Entries for locating named things
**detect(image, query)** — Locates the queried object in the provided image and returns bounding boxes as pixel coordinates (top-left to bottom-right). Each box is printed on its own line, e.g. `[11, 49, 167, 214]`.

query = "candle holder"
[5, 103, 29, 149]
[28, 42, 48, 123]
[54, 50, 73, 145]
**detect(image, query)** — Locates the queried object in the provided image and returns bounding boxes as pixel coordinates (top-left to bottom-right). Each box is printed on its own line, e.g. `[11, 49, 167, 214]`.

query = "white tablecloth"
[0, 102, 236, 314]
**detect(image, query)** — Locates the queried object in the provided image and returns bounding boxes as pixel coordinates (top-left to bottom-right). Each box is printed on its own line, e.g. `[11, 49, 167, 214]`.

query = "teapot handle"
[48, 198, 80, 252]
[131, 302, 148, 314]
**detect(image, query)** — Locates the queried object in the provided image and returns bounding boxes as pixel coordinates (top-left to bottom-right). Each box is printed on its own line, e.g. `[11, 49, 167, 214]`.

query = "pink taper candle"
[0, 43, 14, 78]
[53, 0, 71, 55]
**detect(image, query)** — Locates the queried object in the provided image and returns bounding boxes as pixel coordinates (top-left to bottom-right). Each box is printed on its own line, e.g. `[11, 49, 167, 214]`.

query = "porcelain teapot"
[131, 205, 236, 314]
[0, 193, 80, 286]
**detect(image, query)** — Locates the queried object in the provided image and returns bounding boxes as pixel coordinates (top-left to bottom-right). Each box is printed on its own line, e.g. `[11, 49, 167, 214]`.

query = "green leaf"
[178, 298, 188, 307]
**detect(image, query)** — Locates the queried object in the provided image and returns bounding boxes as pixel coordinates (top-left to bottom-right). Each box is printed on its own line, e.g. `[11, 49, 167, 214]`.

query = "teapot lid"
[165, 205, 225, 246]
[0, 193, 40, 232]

Set exercise -
Arrange the records from the first line through the line containing "[53, 0, 71, 55]" as a Markdown table with the columns Row and Record line, leaving out blank lines.

The answer -
| Row | Record line |
|---|---|
| 1 | **detect(image, query)** — Locates the queried object in the provided image and returns bounding boxes as pixel coordinates (top-left to bottom-right). Each box is printed on its own line, e.g. `[11, 49, 167, 214]`. |
| 2 | query = "candle holder" |
| 3 | [5, 103, 29, 149] |
| 4 | [28, 42, 48, 123] |
| 5 | [54, 50, 73, 145] |
| 6 | **detect(image, query)** — Locates the queried object in the provided image and returns bounding boxes as pixel coordinates (top-left to bottom-right). Each box is printed on its own line, e.g. `[11, 49, 167, 214]`. |
| 7 | query = "white tablecloth" |
| 8 | [0, 102, 236, 314] |
| 9 | **detect(image, query)** — Locates the queried object in the provided image and returns bounding boxes as pixel coordinates (top-left to bottom-right). Each box is printed on its own line, e.g. `[11, 49, 167, 214]`. |
| 10 | query = "teapot handle" |
| 11 | [48, 198, 80, 252] |
| 12 | [131, 302, 148, 314] |
| 13 | **detect(image, query)** — Locates the queried object in the provided image and returns bounding boxes as pixel coordinates (top-left to bottom-right). Each box is printed on its own line, e.g. `[11, 49, 167, 214]`. |
| 14 | query = "pink taper candle" |
| 15 | [0, 43, 14, 78] |
| 16 | [53, 0, 71, 55] |